[start Quoted passage]
Yet the conservative attitude of Ireland’s national theatre begs the question: is there equity in the representation of women in our national cultural institutions?

In 2016, the National Gallery of Ireland held several large-scale historical exhibitions whose cultural, historical and canonical focus tipped the display in the favour of men. Excluding Jackie Nickerson's exhibition Uniform, which concluded within days of the New Year, only one exhibition by a living artist was mounted in 2016, namely Pathos of Distance, Sarah Pierce's exploration of migration and diaspora. And a survey of the National Gallery's recent acquisitions is nothing short of troubling.

In 2016, the gallery acquired 342 new works, 332 of which were by men and the remaining 10 by women. These works were made by 26 artists and only one artist was female. Simply put, men accounted for 99.7 per cent of all acquisitions by the National Gallery of Ireland in 2016.

In the nearby DHG, there were 10 exhibitions held in 2016 and eight of these were solo shows. Only two soloists were women meaning women accounted for one-quarter of the gallery’s solo shows and one-fifth of the gallery’s total exhibitions in 2016.

However, across the city on Parnell Square, Jesse Jones transformed a portion of the Hugh Lane Gallery into a "Feminist Parasite Institution". It challenged the structural sexism of museum collection and curation, and more widely, a history of art that privileges the male sex. Jones's exhibition ran alongside Julie Merriman's Revisions on the first-floor; and if one focuses on the gallery's major first-floor exhibitions, then women accounted for two of five major exhibitions. This number diminishes, however, when the several smaller exhibitions mounted throughout the gallery are taken into account.

Interestingly, the Lab Gallery in Dublin, which specialises in work by young and emerging artists, has a significant track record for showing works by women. Since 2012, women artists have slightly outnumbered their male colleagues and in 2016, women accounted for four of the gallery's seven solo exhibitions. There is no obvious answer for this according to the Lab's curator, Sheena Barrett, but given that the gallery supports recent art graduates and seeing that most recent graduates are female, there may be a correlation, she suggests.

Lastly, the Irish Museum of Modern Art held nine solo exhibitions in 2016: five by women, four of whom are living. The museum also invited feminist art historian Griselda Pollock to give a lecture to coincide with the museum's Carol Rama retrospective. During this lecture, Pollock rebuffed a canon that denies women success during their lifetime then celebrates them posthumously. These posthumous gestures of recognition only serve to perpetuate the marginalisation of female artists and she stressed that such gestures should serve as a cautious reminder for women working today.
[end Quoted passage]
[start Recorded information]
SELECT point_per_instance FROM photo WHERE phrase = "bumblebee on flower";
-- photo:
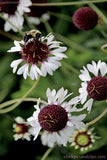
[end Recorded information]
Exercises:
1/ In the article on women in Irish cultural institutions, how many of the National Gallery of Ireland's 342 acquisitions in 2016 were by women?
2/ Please extend the article on women in Irish cultural institutions, picking up after its final sentence.

Final results:
1/ Ten.

2/
Imma’s 2016 programming contradicted this trend, although the museum’s permanent collection echoes the gender inequalities of its fellow institutions. According to a recent survey, 85 per cent of the permanent collection is by male artists – a remarkable statistic for a museum founded in 1991.

Female gatekeepers

Artist Una Walker claimed female representation is higher when the institutional "gatekeepers" are women. One historical example is the Irish Exhibition of Living Art. Brian King became its president in 1972, replacing Norah McGuinness who held the position for almost 30 years. His tenure saw female participation dwindle from 28 in the mid-1960s to three in 1975.

Female representation has been an ongoing point of critical reflection for the Royal Hibernian Academy (RHA). In 2014, RHA secretary Abigail O'Brien said she hoped the RHA would reach a 50-50 gender balance by the gallery's bicentenary in 2023. However, a glance at the annual catalogue shows that the RHA's membership is still dominated by men: 65 per cent of its members are male and it has never had a female president.

Although the 2016 annual exhibition featured 398 artists of which 43 per cent were female (the previous year women accounted for 45 per cent of exhibiting artists), the RHA’s solo exhibitions are also dominated by men. In 2016, 38 per cent of soloists were female (a 10 per cent increase on 2014), while this number stood at 33 per cent in 2015.

Remarkably, this year’s programming is overwhelmingly female with women accounting for 75 per cent of solo exhibitions between January and December. Hopefully this is a precedent that will continue rather than being an unprecedented coincidence.

When the art historian Linda Nochlin asked "Why have there been no great women artists?" she did not ask the question subjectively. "The fault lies not in our stars, our hormones, [or] our menstrual cycles," Nochlin wrote, "but rather in our institutions and education." Some may view this criticism as dated and yet – even today – women are being marginalised from national institutions in the same way they were marginalised from career defining shows in the 1980s.

These statistics are evidence of an ongoing and unchallenged ideological view that engenders art as masculine.

This is so unfortunate. Some of the greatest contemporary art produced in Ireland over the past 30 years has been produced by women. What's more, audiences are engaged by female artists – Amanda Coogan drew an audience of 31,000 to the RHA in 2015 with her six-week show, I'll Sing You a Song from Around the Town.

Certainly, Ireland’s women artists have always been up to the task of making art. That leaves the final undertaking of achieving equal recognition in our country’s institutions. They must actively support current and forthcoming female and minority artists, recognise women’s artistic achievements of the past, and identify their potential and agency within Irish visual culture.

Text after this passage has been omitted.